§ ESERCIZIO 1: Trascrivi per intero, senza alcuna modifica, il brano sui ricordi legati a Raffaele Russo.

§ BRANO RIPORTATO:

——

Fu sempre Raffaele a raccontarmi le gesta del “grande Torino”, a dirmi delle maniche rimboccate di Valentino Mazzola, della diabolica scaltrezza di Guglielmo Gabetto, delle enormi mani di Valerio Bacigalupo, il portiere della squadra granata perita nel rogo di Superga. Credo di essere uno dei pochi a sapere che la marca delle biciclette “Torpado”, nasce dall’unione delle prime lettere dei nomi del proprietario della fabbrica, Torresini e della città dove le biciclette si costruivano, Padova. Anche questo lo appresi da Raffaele. Recentemente, in un muffito e decrepito armadio tetramente annerito da lunghi anni di oblio trascorsi in un’umida, cloacosa cantina, ho trovato, mischiato a tutti i detriti, ai rottami, alle vili reliquie di rigatteria, un libricino di fiabe intitolato: “Capitano, oh mio capitano!”.
L’editore, un certo Lo Monaco, lo aveva fatto stampare a Napoli nell’anno 1957. L’autore: Raffaele Russo. Riprendendolo tra le mani dopo tanti anni, mi è parso normale perdermi in quel labirinto, per me agevolissimo, di fulgurazioni ed intuizioni fantasiose e come i topi della fiaba Il pifferaio magico, mi sono lasciato condurre, inebriato dalla dolce malia di quella ri-lettura che mi portava, ormai vecchio, verso la realtà di un universo immaginario.

——

§ DATI:
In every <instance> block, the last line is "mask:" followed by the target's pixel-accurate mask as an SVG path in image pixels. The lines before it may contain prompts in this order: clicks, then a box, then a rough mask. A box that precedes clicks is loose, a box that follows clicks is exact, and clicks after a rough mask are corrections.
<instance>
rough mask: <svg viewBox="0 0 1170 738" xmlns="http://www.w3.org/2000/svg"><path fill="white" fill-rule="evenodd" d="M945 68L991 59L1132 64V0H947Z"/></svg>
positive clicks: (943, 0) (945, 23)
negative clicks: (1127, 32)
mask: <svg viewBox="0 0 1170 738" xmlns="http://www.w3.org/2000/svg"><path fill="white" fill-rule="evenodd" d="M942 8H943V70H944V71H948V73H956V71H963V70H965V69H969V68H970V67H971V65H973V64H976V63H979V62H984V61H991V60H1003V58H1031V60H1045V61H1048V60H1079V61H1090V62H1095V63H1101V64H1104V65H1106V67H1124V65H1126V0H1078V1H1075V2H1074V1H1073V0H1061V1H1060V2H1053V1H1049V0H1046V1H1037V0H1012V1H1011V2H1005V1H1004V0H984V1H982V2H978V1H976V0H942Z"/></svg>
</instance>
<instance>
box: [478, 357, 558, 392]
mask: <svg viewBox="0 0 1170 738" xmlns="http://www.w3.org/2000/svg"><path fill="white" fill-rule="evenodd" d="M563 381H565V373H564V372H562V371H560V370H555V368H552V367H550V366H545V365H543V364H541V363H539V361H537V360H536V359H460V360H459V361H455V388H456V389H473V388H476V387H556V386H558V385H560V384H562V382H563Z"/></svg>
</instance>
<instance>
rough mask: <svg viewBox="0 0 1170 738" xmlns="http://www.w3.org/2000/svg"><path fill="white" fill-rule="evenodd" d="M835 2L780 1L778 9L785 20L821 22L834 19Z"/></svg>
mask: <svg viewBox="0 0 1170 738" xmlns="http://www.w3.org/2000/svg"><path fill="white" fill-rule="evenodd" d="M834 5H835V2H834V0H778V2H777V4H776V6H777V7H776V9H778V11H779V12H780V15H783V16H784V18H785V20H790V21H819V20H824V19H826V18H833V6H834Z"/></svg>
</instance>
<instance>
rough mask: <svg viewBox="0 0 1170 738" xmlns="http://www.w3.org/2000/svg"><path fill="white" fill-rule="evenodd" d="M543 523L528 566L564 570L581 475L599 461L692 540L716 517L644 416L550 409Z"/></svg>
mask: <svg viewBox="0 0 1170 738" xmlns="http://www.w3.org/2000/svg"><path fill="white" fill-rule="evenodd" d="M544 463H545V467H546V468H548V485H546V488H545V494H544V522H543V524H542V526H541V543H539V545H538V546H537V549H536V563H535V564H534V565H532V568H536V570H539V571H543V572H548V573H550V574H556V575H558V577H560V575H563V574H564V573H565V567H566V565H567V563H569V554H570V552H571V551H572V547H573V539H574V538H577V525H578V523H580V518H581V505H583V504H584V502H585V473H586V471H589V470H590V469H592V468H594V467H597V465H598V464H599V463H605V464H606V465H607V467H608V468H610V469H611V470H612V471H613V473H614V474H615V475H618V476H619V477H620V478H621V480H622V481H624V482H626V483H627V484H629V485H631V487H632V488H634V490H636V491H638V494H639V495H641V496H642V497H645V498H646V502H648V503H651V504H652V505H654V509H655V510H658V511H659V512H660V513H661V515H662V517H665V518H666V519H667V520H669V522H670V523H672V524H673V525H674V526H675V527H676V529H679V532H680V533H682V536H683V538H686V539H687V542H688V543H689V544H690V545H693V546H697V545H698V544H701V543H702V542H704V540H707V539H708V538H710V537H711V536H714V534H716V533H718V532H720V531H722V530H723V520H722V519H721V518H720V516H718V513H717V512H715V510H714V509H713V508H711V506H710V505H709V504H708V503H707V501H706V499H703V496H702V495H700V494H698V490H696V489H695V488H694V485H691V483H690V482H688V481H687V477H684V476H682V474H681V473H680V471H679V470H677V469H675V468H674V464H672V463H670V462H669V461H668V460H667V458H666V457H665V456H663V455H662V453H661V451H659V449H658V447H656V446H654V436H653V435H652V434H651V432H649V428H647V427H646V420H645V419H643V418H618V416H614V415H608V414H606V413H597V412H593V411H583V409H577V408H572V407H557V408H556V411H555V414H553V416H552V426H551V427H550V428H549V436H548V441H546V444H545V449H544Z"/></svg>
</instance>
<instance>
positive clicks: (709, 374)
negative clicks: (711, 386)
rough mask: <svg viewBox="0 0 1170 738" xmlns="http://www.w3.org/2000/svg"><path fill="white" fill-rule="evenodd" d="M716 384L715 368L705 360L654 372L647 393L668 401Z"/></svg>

——

§ ESERCIZIO 2: Individua tutte le righe dei record in cui compare la parola "negative" e ricopiale.

§ RISPOSTA 1:
Fu sempre Raffaele a raccontarmi le gesta del “grande Torino”, a dirmi delle maniche rimboccate di Valentino Mazzola, della diabolica scaltrezza di Guglielmo Gabetto, delle enormi mani di Valerio Bacigalupo, il portiere della squadra granata perita nel rogo di Superga. Credo di essere uno dei pochi a sapere che la marca delle biciclette “Torpado”, nasce dall’unione delle prime lettere dei nomi del proprietario della fabbrica, Torresini e della città dove le biciclette si costruivano, Padova. Anche questo lo appresi da Raffaele. Recentemente, in un muffito e decrepito armadio tetramente annerito da lunghi anni di oblio trascorsi in un’umida, cloacosa cantina, ho trovato, mischiato a tutti i detriti, ai rottami, alle vili reliquie di rigatteria, un libricino di fiabe intitolato: “Capitano, oh mio capitano!”.
L’editore, un certo Lo Monaco, lo aveva fatto stampare a Napoli nell’anno 1957. L’autore: Raffaele Russo. Riprendendolo tra le mani dopo tanti anni, mi è parso normale perdermi in quel labirinto, per me agevolissimo, di fulgurazioni ed intuizioni fantasiose e come i topi della fiaba Il pifferaio magico, mi sono lasciato condurre, inebriato dalla dolce malia di quella ri-lettura che mi portava, ormai vecchio, verso la realtà di un universo immaginario.

§ RISPOSTA 2:
negative clicks: (1127, 32)
negative clicks: (711, 386)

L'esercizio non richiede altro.